>> start SOURCE RECORDS

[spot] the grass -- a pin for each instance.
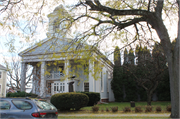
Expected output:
(122, 105)
(87, 112)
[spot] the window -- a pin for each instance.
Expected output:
(0, 88)
(86, 87)
(0, 74)
(107, 81)
(60, 69)
(62, 87)
(49, 87)
(20, 104)
(59, 87)
(102, 81)
(4, 105)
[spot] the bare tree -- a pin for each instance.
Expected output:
(115, 16)
(112, 17)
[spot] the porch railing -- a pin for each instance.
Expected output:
(54, 76)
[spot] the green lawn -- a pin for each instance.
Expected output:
(90, 115)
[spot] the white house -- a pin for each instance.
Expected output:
(3, 74)
(62, 66)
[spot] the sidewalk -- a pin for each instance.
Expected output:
(115, 115)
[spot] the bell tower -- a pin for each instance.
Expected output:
(57, 23)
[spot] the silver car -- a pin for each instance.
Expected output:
(15, 108)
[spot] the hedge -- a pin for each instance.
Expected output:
(21, 94)
(67, 101)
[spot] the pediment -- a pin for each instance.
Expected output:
(53, 45)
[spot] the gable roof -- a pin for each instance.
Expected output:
(2, 67)
(47, 46)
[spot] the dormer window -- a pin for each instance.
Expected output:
(0, 74)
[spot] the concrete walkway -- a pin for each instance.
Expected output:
(116, 115)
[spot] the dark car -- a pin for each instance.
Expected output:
(15, 108)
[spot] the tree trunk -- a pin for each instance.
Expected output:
(149, 96)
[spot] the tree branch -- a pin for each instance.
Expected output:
(114, 12)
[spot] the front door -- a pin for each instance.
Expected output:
(58, 87)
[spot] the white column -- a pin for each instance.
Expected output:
(91, 76)
(66, 75)
(23, 75)
(43, 81)
(34, 80)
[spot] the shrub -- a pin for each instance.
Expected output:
(158, 109)
(66, 101)
(95, 108)
(114, 109)
(148, 109)
(168, 108)
(138, 109)
(127, 109)
(93, 98)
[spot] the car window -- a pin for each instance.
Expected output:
(4, 105)
(20, 104)
(44, 105)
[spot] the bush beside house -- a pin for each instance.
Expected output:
(67, 101)
(21, 94)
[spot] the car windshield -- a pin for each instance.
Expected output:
(44, 105)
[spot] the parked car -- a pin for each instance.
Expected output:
(15, 108)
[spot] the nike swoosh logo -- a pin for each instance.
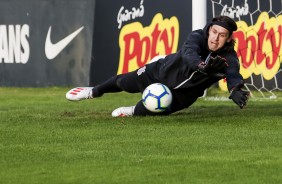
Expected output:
(53, 49)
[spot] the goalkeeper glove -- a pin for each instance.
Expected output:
(239, 96)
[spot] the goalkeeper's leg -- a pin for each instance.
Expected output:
(130, 82)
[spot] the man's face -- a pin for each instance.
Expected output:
(218, 36)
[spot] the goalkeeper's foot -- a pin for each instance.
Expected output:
(79, 93)
(123, 111)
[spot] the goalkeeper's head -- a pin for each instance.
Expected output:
(220, 33)
(226, 22)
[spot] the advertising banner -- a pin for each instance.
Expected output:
(258, 40)
(128, 34)
(45, 42)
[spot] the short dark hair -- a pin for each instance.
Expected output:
(225, 22)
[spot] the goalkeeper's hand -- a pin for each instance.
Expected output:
(239, 96)
(214, 66)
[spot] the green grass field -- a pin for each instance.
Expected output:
(47, 139)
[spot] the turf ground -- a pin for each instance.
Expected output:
(47, 139)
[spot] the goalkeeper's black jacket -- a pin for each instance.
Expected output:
(179, 70)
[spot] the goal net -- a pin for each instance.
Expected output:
(258, 42)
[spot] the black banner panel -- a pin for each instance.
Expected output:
(129, 33)
(45, 42)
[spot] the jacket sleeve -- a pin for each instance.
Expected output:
(191, 49)
(233, 76)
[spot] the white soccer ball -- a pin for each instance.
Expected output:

>> end SOURCE RECORDS

GOAL OF THE EXERCISE:
Rewrite all of the material above, changing "a pin for each instance" to "one pin per occurrence" wherever it appears and keeping everything else the same. Leave the pictures out.

RESPONSE TO THIS TASK:
[spot] the grass -- one pin per occurrence.
Expected output:
(122, 105)
(87, 112)
[spot] the window -- one pin per occurrence.
Expected output:
(0, 88)
(86, 87)
(0, 74)
(107, 81)
(60, 69)
(62, 87)
(49, 87)
(20, 104)
(59, 87)
(102, 81)
(4, 105)
[spot] the bare tree -- one pin per occurrence.
Expected output:
(115, 16)
(112, 17)
[spot] the porch railing -- one pin per occurrence.
Expected output:
(54, 76)
[spot] the green lawn -- one pin per occurrence.
Expected output:
(90, 115)
[spot] the white house -- one pin per occurrence.
Expected output:
(3, 74)
(62, 66)
[spot] the sidewalk -- one pin per occurrence.
Expected output:
(115, 115)
[spot] the bell tower -- one pin per occurrence.
Expected output:
(57, 23)
[spot] the silver car -- one pin per occurrence.
Expected output:
(15, 108)
[spot] the hedge -- one pin per occurrence.
Expected output:
(21, 94)
(67, 101)
[spot] the pediment -- one pin per occurrence.
Expected output:
(53, 45)
[spot] the gable roof -- one pin per occurrence.
Expected output:
(2, 67)
(47, 46)
[spot] the dormer window -- one pin per occurrence.
Expected output:
(0, 74)
[spot] the concrete walkway -- one pin per occurrence.
Expected output:
(116, 115)
[spot] the dark car -- one pin per occurrence.
Expected output:
(15, 108)
[spot] the tree trunk -- one pin per occurrence.
Expected output:
(149, 96)
[spot] the tree branch -- one pin per occurrence.
Expected output:
(114, 12)
[spot] the front door -- one pin per occurrence.
Expected output:
(58, 87)
[spot] the white column -- one pin per occurrence.
Expected output:
(91, 76)
(66, 75)
(23, 75)
(43, 81)
(34, 80)
[spot] the shrub -- one pin per occurrence.
Expected output:
(158, 109)
(66, 101)
(95, 108)
(114, 109)
(148, 109)
(168, 108)
(138, 109)
(127, 109)
(93, 98)
[spot] the car window -- one pin per occurrence.
Expected output:
(4, 105)
(20, 104)
(44, 105)
[spot] the bush beside house -- one pin per occurrence.
Expected output:
(67, 101)
(21, 94)
[spot] the car windshield -- one pin per occurrence.
Expected output:
(44, 105)
[spot] the parked car -- one pin per occurrence.
Expected output:
(15, 108)
[spot] the nike swoosh logo -- one pin per occurrence.
Expected output:
(53, 49)
[spot] the goalkeeper glove -- one pin per occurrence.
Expected output:
(239, 96)
[spot] the goalkeeper's leg -- one pin per occurrence.
Expected output:
(130, 82)
[spot] the man's face -- one pin per occurrence.
Expected output:
(218, 36)
[spot] the goalkeeper's foot -- one pin per occurrence.
Expected output:
(79, 93)
(123, 111)
[spot] the goalkeeper's head -- one pin per occurrence.
Expected output:
(220, 33)
(226, 22)
[spot] the advertising banner -- one pin per occurrence.
Expected output:
(258, 40)
(128, 34)
(45, 42)
[spot] the short dark hair -- one pin per occurrence.
Expected output:
(225, 22)
[spot] the goalkeeper's hand -- one pin per occurrence.
Expected output:
(239, 96)
(214, 66)
[spot] the green grass field -- one pin per occurrence.
Expected output:
(47, 139)
[spot] the turf ground -- one pin per occurrence.
Expected output:
(47, 139)
[spot] the goalkeeper's black jacket -- one pin per occurrence.
Expected output:
(179, 70)
[spot] the goal net -- one pin per occurrence.
Expected output:
(258, 42)
[spot] the black banner panel -- one pin per occurrence.
Expected output:
(129, 33)
(45, 42)
[spot] the jacket sleeve -- one pin per occurrence.
Expected output:
(191, 49)
(233, 76)
[spot] the white soccer ball -- one pin per occurrence.
Expected output:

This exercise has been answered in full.